*Natural language region descriptions*
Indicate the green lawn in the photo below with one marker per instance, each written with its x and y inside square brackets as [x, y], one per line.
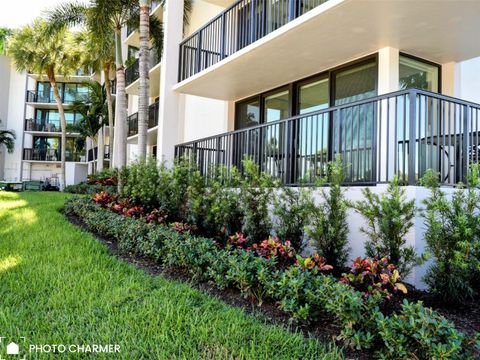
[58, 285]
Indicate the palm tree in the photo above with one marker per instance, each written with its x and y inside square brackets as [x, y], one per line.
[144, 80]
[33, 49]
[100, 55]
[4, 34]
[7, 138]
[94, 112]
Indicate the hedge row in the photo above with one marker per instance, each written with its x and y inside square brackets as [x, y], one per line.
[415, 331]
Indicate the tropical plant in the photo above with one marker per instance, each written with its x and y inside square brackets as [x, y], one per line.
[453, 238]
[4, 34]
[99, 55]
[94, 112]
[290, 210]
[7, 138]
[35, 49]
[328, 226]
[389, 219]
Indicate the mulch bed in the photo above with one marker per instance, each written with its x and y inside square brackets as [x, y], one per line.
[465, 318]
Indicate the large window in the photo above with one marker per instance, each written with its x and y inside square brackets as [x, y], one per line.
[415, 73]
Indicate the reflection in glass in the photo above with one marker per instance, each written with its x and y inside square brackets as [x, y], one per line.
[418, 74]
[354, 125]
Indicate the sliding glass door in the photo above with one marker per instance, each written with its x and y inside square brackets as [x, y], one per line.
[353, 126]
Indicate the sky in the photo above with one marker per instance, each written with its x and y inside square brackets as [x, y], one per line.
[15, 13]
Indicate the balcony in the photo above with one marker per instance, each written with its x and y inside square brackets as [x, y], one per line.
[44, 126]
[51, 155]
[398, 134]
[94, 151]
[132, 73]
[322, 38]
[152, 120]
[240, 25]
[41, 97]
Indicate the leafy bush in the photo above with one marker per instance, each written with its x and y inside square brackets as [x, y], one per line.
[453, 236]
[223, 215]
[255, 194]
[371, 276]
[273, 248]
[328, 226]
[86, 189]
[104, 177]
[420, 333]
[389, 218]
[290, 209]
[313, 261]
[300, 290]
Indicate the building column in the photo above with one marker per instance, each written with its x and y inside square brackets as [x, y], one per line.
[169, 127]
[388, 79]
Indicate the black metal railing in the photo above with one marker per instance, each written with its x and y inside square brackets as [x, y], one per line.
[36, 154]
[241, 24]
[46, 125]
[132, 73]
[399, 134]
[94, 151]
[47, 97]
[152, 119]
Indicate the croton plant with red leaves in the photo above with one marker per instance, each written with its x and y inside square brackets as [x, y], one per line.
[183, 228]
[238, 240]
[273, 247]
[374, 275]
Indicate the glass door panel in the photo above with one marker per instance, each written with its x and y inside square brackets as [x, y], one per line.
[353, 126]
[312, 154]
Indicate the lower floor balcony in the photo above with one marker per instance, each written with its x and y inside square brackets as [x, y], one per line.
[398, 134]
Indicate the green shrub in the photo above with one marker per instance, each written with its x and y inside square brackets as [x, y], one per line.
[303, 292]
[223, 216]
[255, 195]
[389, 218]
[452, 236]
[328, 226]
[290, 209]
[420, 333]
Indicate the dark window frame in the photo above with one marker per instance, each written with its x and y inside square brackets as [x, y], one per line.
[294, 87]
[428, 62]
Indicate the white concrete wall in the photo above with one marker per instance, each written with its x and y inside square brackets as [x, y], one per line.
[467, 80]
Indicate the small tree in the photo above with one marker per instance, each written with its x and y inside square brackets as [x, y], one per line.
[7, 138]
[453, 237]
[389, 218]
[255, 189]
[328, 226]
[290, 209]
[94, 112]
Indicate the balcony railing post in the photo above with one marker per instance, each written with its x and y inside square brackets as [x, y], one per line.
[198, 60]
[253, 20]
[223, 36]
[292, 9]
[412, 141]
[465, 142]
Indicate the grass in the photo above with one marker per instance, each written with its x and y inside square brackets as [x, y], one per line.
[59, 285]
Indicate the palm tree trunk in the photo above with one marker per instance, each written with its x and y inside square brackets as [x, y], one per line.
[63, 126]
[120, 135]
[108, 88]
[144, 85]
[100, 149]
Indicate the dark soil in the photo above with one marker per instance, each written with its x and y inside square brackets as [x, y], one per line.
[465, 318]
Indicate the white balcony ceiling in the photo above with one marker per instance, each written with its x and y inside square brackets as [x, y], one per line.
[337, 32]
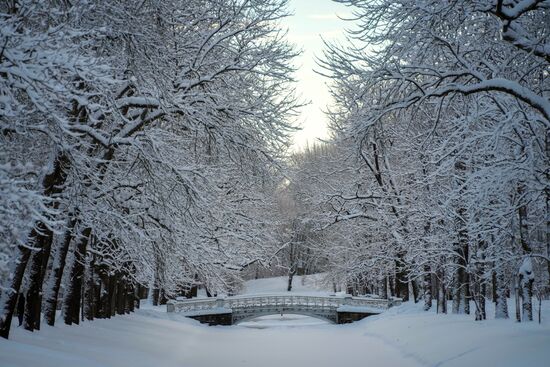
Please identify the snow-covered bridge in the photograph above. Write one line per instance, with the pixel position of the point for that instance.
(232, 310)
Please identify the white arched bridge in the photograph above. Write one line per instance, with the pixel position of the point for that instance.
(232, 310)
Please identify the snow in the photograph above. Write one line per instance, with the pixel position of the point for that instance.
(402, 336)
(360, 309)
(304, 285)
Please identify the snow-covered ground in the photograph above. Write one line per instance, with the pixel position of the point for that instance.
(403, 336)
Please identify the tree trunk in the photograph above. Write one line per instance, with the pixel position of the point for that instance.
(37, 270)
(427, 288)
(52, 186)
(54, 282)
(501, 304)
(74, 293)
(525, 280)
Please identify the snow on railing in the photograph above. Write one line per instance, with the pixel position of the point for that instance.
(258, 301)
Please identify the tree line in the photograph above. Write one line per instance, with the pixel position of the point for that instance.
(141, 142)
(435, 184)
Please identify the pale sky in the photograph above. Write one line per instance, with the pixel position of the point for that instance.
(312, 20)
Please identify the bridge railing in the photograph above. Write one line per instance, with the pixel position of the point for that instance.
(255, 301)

*BRIEF*
Reproduce all of the entries word for word, skipping any pictures they hold.

*ANSWER BOX*
Indicate the green lawn in the photo below with one marker per instance, each written with its x and y inside square brackets as [x, y], one per line.
[58, 285]
Indicate the palm tree in the photo above with one marker per instance, each written with its x and y inside square brackets as [x, y], one per line.
[144, 80]
[33, 49]
[100, 55]
[4, 34]
[7, 138]
[94, 112]
Indicate the hedge row in the photo above with one marker per instance, each written with its x and y inside square brackets as [x, y], one per line.
[415, 331]
Indicate the tropical plant in the photo above with one marker per instance, each written with its x and y inside square brackets as [x, y], one per line.
[453, 238]
[4, 34]
[99, 55]
[94, 112]
[290, 210]
[7, 138]
[35, 49]
[328, 226]
[389, 219]
Indicate the mulch bed in the photo above with one marker per instance, each written with its x and y inside square brackets as [x, y], one per line.
[465, 318]
Indicate the large window in the photo above with one marker per instance, each written with its x and y inside square brackets as [x, y], one per line.
[415, 73]
Indicate the reflection in glass in the photo above with one marker per instance, each written with its x and y inside square brackets as [x, y], one per line.
[418, 74]
[354, 125]
Indicate the sliding glass door in the photo above with one marker per instance, each written with its x and y inside square brackets as [x, y], one per line.
[353, 126]
Indicate the sky in the photo above with one marker per instance, each written with its x and y inside square brackets as [x, y], one per line.
[15, 13]
Indicate the balcony in the photo above with one marker per instance, each written with its x and y inside square brackets as [x, y], one per line.
[44, 126]
[51, 155]
[398, 134]
[94, 151]
[132, 73]
[322, 38]
[152, 120]
[240, 25]
[41, 97]
Indicate the leafy bush in the photo above with one marker per instance, each written with its x and y inside square brackets as [x, y], one per line.
[453, 236]
[223, 215]
[255, 194]
[371, 276]
[273, 248]
[328, 226]
[86, 189]
[104, 177]
[420, 333]
[389, 218]
[290, 209]
[313, 261]
[300, 290]
Indicate the building column in the photo above with one marker per instance, each written with its x and y inside square brackets as [x, y], one per line.
[169, 127]
[388, 79]
Indicate the black metal railing in the photo above with one marker per instance, each written with its x and y inside square brackets as [x, y], one per line.
[36, 154]
[241, 24]
[46, 125]
[132, 73]
[399, 134]
[94, 151]
[47, 97]
[152, 119]
Indicate the croton plant with red leaves in the photo above with one marker per instance, each written with its x and y inside square brackets as [x, y], one per line.
[183, 228]
[238, 240]
[273, 247]
[374, 275]
Indicate the glass door panel in the photo above with one marker per instance, each written with its x and y inside square brackets as [x, y], one per line.
[353, 126]
[312, 154]
Indicate the lower floor balcony in the photo above with one marker per instance, each written with its x and y inside square brackets as [x, y], one per line.
[398, 134]
Indicate the green shrub in the photo above with one marker per instance, each written with its x and y inside square brackets as [x, y], one per line.
[303, 292]
[223, 216]
[255, 195]
[389, 218]
[452, 236]
[328, 226]
[290, 209]
[420, 333]
Indicate the dark window frame in the photo above with one marker per instance, each written with its x and y inside square brackets as [x, y], one per line.
[294, 87]
[428, 62]
Indicate the white concrete wall in the photo above with one marker per instance, each written with its x and y inside square brackets as [x, y], one per line.
[467, 80]
Indicate the small tree in the photo above with one marker per instance, each written with its x and y inside square brackets as [x, y], one per line.
[7, 138]
[453, 237]
[389, 218]
[255, 189]
[328, 226]
[290, 209]
[94, 112]
Indicate the balcony railing post in the photo above with one marker per instance, each written with its x and y inside square brackets as [x, y], one per line.
[198, 60]
[253, 20]
[223, 36]
[292, 9]
[412, 141]
[465, 142]
Indicate the grass in the photo above with one marker per instance, each written with its x and y inside square brackets as [x, y], one per line.
[59, 285]
Indicate the palm tree trunk in the photo above with one marker per instance, each written with its x and y inside square brackets as [x, y], one per line.
[63, 126]
[120, 135]
[108, 88]
[144, 85]
[100, 149]
Indicate the dark soil in the photo above with one marker per instance, each written with its x and y inside square brackets as [x, y], one per line.
[465, 318]
Indicate the white balcony ceiling in the photo above with one marker per instance, each written with its x and y inside square brackets as [x, y], one per line.
[337, 32]
Please identify the snow-covered bridge in the photograph above. Write one line per instance, with the pixel position of the point for that instance.
(232, 310)
Please identify the white arched bridge in the photograph above. Write one line per instance, with the pixel position of the point for that instance.
(232, 310)
Please identify the snow in the photograph above. Write one line per instance, with the pixel position of the point for that instance.
(402, 336)
(360, 309)
(304, 285)
Please identify the snow-covered ground in the photograph above. Write one line per instance, with the pixel position of the point for that instance.
(403, 336)
Please identify the tree trunk in the photograph above. Write one line per instance, with the pixel position of the point for that instance.
(37, 270)
(427, 288)
(52, 186)
(54, 282)
(501, 304)
(74, 293)
(525, 280)
Please identify the snow on railing in the photograph above. Write one line per instance, with the pixel position of the point for that instance.
(258, 301)
Please identify the tree line in the photograph above. Write one line per instance, with the pixel position of the point for that instance.
(141, 142)
(435, 184)
Please identify the pale sky in the photograph above. Write one line per instance, with the pixel position of the point for that instance.
(312, 20)
Please identify the bridge railing in the photograph above. Write one line per instance, with the pixel position of the point for that instance.
(255, 301)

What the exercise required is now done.